§ **DATA FOR THE TASK**:

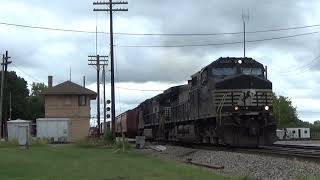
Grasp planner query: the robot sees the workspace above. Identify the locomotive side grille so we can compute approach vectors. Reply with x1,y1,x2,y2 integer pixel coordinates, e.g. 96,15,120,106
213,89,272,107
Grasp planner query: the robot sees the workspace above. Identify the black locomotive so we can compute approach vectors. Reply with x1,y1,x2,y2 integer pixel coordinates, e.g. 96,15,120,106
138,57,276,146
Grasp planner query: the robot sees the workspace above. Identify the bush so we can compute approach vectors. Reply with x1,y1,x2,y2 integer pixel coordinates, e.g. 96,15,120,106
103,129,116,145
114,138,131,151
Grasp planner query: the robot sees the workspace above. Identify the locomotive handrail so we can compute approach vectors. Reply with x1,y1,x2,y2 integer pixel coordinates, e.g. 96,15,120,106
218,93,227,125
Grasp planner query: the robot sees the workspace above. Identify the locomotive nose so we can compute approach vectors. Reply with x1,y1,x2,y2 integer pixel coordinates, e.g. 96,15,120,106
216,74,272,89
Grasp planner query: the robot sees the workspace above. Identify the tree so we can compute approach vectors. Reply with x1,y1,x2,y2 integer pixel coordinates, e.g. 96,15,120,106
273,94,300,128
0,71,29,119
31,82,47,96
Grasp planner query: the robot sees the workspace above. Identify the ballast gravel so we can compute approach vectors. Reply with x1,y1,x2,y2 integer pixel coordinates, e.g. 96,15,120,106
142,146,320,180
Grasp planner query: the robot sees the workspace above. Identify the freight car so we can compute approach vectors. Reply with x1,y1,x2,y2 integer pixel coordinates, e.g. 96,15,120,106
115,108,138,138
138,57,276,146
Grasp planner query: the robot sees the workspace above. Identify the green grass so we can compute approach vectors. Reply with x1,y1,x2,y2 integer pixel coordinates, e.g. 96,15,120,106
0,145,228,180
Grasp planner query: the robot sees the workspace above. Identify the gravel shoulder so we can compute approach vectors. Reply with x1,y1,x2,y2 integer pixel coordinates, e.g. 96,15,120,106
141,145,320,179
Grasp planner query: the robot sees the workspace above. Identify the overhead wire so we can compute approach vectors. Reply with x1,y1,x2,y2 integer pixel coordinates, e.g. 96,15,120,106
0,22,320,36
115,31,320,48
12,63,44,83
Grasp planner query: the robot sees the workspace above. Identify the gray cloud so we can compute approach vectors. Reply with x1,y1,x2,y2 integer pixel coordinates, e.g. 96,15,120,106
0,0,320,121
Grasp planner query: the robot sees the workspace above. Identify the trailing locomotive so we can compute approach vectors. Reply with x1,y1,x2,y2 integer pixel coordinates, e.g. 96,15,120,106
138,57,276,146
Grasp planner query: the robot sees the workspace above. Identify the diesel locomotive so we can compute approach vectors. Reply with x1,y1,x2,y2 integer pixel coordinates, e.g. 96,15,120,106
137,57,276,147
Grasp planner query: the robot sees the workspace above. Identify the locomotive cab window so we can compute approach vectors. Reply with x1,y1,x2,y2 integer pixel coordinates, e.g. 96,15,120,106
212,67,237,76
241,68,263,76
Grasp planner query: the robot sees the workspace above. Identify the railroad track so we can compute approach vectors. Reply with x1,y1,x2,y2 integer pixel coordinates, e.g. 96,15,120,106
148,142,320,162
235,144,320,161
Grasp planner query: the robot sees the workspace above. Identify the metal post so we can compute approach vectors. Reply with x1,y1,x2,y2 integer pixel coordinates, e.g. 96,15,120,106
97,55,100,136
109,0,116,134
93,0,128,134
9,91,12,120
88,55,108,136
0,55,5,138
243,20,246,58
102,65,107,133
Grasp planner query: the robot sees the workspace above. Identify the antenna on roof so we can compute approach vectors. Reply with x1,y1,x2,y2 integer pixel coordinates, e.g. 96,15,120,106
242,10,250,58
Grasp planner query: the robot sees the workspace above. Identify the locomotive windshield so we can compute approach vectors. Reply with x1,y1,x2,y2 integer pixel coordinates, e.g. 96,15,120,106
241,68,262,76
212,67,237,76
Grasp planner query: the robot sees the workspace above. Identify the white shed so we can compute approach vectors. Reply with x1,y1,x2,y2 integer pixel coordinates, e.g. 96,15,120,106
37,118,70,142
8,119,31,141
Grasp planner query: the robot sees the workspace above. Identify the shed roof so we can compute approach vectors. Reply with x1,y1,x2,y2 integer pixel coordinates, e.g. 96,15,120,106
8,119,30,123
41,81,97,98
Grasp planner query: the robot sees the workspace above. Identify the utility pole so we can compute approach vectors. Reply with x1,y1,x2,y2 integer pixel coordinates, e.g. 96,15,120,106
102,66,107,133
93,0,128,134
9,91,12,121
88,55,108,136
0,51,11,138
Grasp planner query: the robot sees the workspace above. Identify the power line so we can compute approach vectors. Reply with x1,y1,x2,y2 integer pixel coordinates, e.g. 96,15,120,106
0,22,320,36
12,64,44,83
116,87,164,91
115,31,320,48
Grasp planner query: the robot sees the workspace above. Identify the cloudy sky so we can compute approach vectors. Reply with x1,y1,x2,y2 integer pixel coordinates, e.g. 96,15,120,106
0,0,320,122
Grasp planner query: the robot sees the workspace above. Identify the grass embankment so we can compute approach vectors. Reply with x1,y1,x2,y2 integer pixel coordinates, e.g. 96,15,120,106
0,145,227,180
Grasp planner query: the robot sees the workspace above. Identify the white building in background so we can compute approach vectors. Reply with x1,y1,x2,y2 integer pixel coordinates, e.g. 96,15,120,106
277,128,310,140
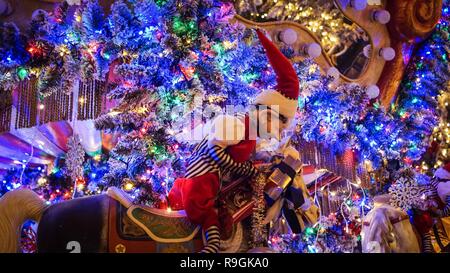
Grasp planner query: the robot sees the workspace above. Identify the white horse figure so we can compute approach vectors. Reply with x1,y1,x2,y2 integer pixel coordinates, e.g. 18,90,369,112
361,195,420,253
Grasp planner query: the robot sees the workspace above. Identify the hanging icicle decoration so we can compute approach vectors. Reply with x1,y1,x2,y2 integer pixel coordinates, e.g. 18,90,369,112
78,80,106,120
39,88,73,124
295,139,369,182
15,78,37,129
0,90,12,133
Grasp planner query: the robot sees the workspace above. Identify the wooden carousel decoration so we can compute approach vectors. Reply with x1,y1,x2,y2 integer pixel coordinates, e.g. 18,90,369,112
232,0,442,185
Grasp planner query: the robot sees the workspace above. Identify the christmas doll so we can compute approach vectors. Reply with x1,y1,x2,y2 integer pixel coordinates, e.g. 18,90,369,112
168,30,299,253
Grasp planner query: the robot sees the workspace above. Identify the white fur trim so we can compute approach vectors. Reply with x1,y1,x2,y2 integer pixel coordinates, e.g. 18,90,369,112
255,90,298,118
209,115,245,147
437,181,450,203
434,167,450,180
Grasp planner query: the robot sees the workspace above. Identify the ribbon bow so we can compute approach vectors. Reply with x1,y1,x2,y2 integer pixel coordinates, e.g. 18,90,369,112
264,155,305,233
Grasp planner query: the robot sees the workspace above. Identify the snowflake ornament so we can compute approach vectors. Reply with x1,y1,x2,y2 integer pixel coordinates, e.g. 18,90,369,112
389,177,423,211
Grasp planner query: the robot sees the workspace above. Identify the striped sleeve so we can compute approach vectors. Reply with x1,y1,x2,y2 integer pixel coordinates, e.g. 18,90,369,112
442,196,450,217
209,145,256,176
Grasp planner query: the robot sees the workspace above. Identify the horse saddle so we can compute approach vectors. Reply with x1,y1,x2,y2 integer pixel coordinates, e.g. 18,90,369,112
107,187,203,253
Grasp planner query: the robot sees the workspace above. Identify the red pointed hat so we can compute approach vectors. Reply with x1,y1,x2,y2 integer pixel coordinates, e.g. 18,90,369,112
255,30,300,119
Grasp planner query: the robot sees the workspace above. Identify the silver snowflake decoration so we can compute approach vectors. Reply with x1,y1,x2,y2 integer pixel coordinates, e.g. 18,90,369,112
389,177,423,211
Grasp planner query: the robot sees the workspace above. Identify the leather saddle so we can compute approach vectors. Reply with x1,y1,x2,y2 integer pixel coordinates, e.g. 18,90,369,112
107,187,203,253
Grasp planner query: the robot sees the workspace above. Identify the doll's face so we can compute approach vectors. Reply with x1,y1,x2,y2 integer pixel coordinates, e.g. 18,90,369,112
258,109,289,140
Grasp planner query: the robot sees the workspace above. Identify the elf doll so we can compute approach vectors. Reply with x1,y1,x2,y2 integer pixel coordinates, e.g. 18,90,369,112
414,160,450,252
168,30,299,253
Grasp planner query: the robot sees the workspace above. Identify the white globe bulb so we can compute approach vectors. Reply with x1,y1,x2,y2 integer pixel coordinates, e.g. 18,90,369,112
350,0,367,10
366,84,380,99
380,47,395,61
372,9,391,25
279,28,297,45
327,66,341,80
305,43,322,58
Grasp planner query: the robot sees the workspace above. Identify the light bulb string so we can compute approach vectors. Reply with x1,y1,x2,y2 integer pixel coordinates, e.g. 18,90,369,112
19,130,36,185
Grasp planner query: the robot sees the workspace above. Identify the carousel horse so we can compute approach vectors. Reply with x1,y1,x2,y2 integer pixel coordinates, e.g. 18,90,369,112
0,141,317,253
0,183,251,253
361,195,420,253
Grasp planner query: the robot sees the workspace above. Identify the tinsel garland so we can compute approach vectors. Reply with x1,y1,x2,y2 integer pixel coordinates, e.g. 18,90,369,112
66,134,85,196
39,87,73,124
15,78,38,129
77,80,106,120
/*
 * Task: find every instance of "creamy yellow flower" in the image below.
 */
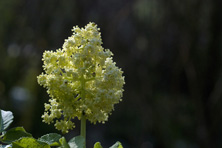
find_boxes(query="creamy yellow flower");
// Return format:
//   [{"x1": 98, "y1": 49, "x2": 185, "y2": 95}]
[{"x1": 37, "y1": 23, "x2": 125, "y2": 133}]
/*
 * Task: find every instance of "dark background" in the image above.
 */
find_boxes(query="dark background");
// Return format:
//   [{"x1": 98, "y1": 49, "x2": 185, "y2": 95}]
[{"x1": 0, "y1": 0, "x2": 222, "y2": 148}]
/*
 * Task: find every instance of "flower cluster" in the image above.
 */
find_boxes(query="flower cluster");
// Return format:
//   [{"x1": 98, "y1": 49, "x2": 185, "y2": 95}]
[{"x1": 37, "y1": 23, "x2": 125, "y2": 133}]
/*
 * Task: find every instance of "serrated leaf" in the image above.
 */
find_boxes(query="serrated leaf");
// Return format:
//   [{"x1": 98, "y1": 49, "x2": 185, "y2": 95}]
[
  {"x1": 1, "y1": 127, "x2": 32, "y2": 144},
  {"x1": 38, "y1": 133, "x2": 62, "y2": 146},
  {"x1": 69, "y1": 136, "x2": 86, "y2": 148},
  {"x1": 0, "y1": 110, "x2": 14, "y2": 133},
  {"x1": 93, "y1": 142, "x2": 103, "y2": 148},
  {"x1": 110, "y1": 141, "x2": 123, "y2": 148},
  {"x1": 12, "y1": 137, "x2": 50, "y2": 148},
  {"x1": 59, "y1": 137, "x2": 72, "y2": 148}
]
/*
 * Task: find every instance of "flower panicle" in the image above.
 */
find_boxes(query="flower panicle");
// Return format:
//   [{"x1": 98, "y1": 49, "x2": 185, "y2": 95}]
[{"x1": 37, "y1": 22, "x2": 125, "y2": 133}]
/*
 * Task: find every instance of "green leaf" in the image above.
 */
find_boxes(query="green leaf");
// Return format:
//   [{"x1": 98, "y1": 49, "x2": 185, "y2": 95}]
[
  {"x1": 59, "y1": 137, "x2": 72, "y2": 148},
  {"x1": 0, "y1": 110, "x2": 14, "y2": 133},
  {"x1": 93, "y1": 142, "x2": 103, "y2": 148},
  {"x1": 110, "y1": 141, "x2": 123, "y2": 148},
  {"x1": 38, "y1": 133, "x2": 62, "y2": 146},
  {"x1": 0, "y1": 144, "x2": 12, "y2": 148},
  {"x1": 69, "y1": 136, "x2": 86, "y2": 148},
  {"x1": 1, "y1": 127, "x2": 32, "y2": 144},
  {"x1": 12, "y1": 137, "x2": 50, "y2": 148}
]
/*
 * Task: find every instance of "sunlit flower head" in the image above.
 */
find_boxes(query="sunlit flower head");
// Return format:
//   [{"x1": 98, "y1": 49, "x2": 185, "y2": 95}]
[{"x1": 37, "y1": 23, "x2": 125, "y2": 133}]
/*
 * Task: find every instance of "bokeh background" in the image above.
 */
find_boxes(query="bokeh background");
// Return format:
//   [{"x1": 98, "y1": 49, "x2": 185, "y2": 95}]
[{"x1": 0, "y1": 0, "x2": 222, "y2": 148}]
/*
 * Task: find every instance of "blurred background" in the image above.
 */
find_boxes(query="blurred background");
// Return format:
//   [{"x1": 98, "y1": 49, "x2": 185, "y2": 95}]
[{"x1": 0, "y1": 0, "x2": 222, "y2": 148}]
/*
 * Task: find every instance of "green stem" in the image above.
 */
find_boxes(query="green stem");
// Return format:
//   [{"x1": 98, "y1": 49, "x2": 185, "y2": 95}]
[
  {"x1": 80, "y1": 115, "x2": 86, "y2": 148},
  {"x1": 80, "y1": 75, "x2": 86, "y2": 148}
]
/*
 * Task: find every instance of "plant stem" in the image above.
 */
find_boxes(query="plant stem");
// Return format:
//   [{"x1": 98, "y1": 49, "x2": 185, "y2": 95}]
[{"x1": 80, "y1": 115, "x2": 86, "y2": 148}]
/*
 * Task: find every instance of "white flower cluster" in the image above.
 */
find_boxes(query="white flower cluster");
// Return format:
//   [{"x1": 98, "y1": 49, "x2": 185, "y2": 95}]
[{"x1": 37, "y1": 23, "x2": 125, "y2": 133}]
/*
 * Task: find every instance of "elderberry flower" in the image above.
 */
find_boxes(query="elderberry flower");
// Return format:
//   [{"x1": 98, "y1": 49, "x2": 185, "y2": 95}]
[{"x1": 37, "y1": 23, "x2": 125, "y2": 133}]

§ **REQUIRED TASK**:
Return unchanged the lines of the listing above, starting with the line that contains "the locomotive handrail" and going on through the line that contains "218,93,227,125".

§ **ANSWER FOR THIS EXERCISE**:
Grasp planner query: the robot sees the workspace above. Identify the locomotive handrail so we can compute approach vectors. Reply with x1,y1,x2,y2 integer pixel coordinates, e.g. 96,15,120,106
218,93,227,125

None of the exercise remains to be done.